-- Trecho da fonte --
**********

De que maneira a evolução da infraestrutura ferroviária pode beneficiar a operação de portos no Brasil?
Esse é outro modal que, assim como a cabotagem, é muito importante para promover a intermodalidade e reduzir o principal custo da cadeia produtiva que é o transporte da carga, seja para o Porto ou para o mercado interno. Muitas vezes a operação no mercado interno é mais caro que trazer a carga da China até o Brasil, por exemplo. A ferrovia é um modal mais eficiente, mais sustentável, beneficia com ganhos diretos a cadeia logística com redução de custos, tempo, emissão de CO2, sem contar que também alivia o tráfego nas rodovias. O atual governo tem a pretensão de dobrar em até oito anos a malha ferroviária com atração de investimentos, isso é muito importante para o país. Nós da BTP podemos ajudar muito com esse plano, somos um dos maiores terminais da América do Sul, temos papel fundamental para o escoamento dessa carga por ferrovia.
O que tem sido feito no exterior que serve como inspiração e pode ser usado como modelo para o Brasil na área de gestão portuária?
Somos o resultado de uma joint venture entre dois operadores portuários reconhecidos mundialmente, líderes do mercado de movimentação de contêineres. Desta forma, temos muitas fontes inspiradoras para poder olhar lá fora e verificar o que pode ser trazido aqui para o Brasil. A BTP tem buscado mais produtividade e já conseguimos materializar alguns projetos. O mais significativo neste ano é a mudança de nosso sistema operacional que já foi inicializado e vai aprimorar ainda mais nossa capacidade de gerenciamento de pátio e planejamento de operação de navio. Após o final da implementação vamos partir para a Automação de Gates, a maioria dos terminais no mundo que já trabalha nesse sistema tem tido ganhos excelentes em termos de produtividade.

**********

-- Tarefa 1 --
Liste tudo o que, segundo o trecho sobre portos, a ferrovia ajuda a reduzir na cadeia logística.
-- Tarefa 2 --
Passe para o inglês esta frase do trecho sobre portos: "A BTP tem buscado mais produtividade e já conseguimos materializar alguns projetos."
-- Tarefa 3 --
Prossiga com o trecho sobre portos a partir de onde ele para.

Dados de localização de expressões referenciais

**********

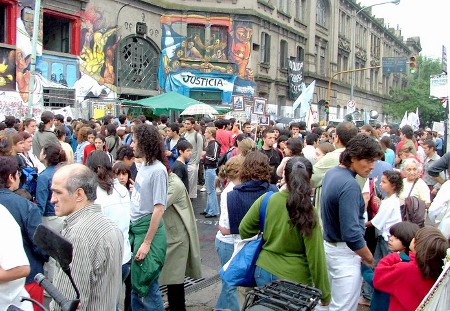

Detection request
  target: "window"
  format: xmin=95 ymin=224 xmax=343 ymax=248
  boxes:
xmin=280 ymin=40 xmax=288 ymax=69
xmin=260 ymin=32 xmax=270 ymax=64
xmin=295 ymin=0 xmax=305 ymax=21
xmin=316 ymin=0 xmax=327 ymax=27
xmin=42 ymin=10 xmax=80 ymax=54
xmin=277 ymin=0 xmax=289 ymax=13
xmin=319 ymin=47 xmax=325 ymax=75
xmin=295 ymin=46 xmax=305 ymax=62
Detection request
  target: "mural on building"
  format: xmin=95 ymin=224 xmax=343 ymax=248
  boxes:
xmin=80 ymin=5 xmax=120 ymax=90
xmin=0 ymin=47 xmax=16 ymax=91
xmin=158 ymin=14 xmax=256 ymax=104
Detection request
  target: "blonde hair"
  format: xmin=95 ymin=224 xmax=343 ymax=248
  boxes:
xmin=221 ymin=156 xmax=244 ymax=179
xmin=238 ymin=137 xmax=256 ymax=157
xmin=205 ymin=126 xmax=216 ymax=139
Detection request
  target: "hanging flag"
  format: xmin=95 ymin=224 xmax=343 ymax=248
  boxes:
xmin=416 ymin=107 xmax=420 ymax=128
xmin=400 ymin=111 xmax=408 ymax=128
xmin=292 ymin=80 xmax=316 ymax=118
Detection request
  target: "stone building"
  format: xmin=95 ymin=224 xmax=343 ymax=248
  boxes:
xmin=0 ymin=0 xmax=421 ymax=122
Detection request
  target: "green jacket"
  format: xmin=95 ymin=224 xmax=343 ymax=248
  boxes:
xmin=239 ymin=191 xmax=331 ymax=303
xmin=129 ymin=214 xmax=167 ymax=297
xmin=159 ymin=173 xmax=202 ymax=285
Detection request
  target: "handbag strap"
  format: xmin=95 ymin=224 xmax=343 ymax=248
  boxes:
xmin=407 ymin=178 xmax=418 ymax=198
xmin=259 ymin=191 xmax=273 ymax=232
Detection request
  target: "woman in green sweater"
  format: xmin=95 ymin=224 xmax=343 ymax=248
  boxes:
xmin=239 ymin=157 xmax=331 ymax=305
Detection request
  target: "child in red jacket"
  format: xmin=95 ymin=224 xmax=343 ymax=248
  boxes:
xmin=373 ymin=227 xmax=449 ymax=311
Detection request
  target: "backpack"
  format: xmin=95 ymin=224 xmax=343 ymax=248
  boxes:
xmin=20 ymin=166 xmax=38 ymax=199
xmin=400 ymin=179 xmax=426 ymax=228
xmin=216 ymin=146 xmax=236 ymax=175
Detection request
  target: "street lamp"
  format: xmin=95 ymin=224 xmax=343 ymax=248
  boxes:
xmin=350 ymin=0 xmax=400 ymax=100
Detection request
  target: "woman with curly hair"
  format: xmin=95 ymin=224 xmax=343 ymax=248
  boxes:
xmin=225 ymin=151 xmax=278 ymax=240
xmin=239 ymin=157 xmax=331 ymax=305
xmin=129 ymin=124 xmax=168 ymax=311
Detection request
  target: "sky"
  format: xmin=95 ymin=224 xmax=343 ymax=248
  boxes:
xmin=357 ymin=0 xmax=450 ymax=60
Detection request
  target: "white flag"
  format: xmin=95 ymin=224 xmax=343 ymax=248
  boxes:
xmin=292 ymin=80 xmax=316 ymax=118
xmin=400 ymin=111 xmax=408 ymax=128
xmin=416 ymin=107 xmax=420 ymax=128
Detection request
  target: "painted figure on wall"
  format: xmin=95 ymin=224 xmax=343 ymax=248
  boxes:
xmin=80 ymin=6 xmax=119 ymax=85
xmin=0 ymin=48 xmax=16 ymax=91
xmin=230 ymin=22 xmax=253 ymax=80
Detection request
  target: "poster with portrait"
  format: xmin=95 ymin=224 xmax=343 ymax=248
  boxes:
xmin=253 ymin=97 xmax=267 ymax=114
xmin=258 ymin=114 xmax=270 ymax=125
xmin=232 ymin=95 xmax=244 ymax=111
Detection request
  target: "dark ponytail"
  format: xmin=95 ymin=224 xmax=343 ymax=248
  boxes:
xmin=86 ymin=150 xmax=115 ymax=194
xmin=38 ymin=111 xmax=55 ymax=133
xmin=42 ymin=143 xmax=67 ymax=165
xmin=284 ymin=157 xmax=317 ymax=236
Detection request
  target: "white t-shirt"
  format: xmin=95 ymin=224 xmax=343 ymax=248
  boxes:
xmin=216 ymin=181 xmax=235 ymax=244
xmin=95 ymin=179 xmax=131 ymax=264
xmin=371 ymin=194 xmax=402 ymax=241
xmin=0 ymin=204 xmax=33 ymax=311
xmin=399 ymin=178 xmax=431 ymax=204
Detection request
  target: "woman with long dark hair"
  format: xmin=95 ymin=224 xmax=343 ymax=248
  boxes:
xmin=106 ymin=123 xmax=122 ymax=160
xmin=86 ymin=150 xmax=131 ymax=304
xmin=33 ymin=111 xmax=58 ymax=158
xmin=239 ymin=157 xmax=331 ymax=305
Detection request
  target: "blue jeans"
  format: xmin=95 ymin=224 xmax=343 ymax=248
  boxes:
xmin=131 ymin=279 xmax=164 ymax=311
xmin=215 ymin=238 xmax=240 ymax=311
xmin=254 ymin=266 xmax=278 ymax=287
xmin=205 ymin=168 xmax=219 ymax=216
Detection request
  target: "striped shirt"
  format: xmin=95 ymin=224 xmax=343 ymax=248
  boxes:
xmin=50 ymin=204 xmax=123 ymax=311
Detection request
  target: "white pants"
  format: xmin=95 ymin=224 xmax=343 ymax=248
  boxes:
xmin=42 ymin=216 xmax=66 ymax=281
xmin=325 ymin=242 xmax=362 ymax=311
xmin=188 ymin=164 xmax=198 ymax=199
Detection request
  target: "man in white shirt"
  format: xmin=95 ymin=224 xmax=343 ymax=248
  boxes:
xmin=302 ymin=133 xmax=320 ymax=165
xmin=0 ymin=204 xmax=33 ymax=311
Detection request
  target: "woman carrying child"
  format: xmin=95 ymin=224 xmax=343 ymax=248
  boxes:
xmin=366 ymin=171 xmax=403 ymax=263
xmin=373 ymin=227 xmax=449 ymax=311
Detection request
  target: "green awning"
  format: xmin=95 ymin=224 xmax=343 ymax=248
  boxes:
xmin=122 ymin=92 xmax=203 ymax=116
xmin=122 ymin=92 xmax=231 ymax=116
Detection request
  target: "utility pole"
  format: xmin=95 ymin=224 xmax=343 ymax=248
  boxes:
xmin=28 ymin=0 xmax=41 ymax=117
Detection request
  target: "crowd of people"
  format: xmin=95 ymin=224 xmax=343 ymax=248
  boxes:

**********

-- Resposta 1 --
Custos, tempo e emissão de CO2.

-- Resposta 2 --
BTP has been pursuing greater productivity, and we have already managed to bring some projects to fruition.

-- Resposta 3 --
Diante das agendas de concessões de novos terminais, quais são as suas expectativas para o setor como um todo?
As outorgas são sempre positivas, se existe uma área obsoleta tem que ter outorga, ou seja, se existe demanda, tem que ter esse movimento de ampliar a oferta de capacidade. Agora, temos que partir sempre de um estudo se existe realmente essa demanda. É preciso respeitar os contratos dos atuais concessionários, considerando que todos fizeram um investimento muito alto. Colocar um terminal de contêineres em pé carece de um investimento de 1 bilhão de dólares, este é o nosso caso. Nesse sentido, você faz um business case considerando uma receita, um market share, se começam a colocar mais capacidade, o retorno passa a ser menor, o que tira o interesse no país. Acreditamos que antes de qualquer licitação deve ser avaliado um adensamento de área, algo muito positivo por ser um movimento totalmente respaldado por previsão legal.
Quais os principais desafios e oportunidades na área logística brasileira para os próximos anos?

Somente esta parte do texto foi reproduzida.